What you have to do:
An exact copy of each line below is needed, with no images in it.

Records supplied:
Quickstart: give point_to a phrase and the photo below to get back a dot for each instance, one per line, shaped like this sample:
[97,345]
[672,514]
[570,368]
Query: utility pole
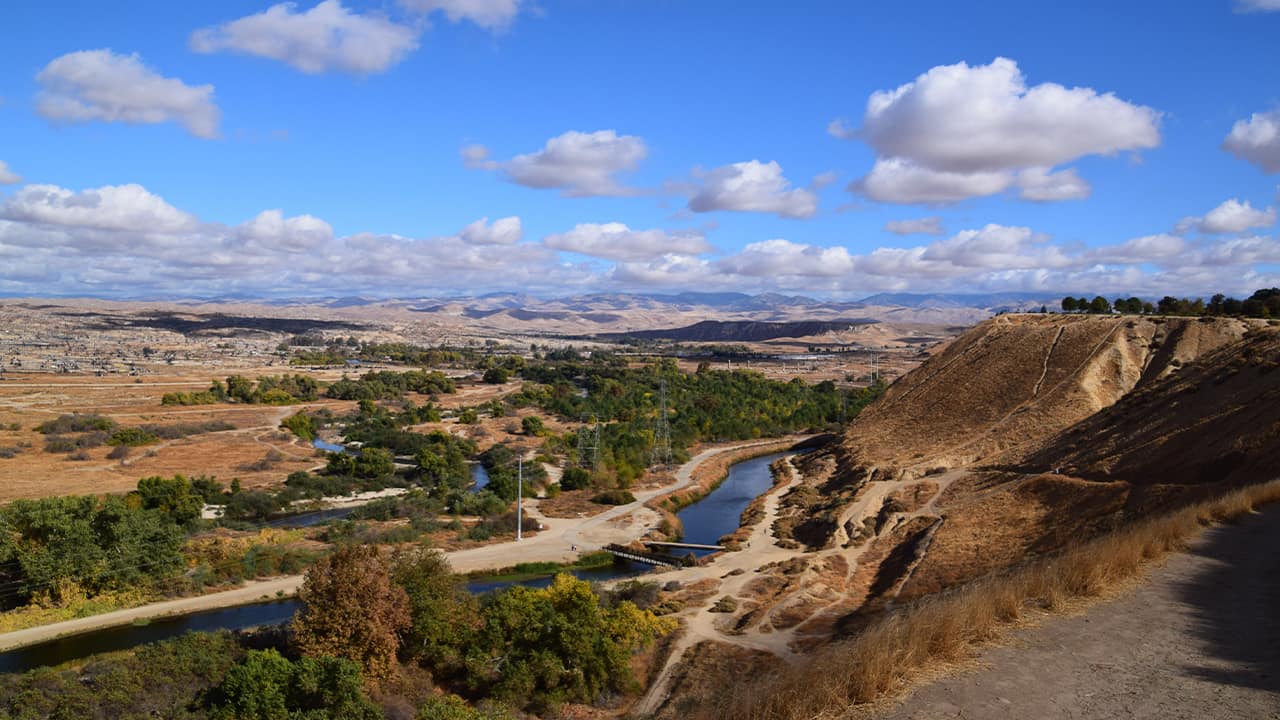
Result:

Reply to the task:
Quickstart: give point_to a phrase and the photo below to get back a dot for each instance, one per line, shaped like this sample:
[97,345]
[672,514]
[570,368]
Query: utility pole
Result:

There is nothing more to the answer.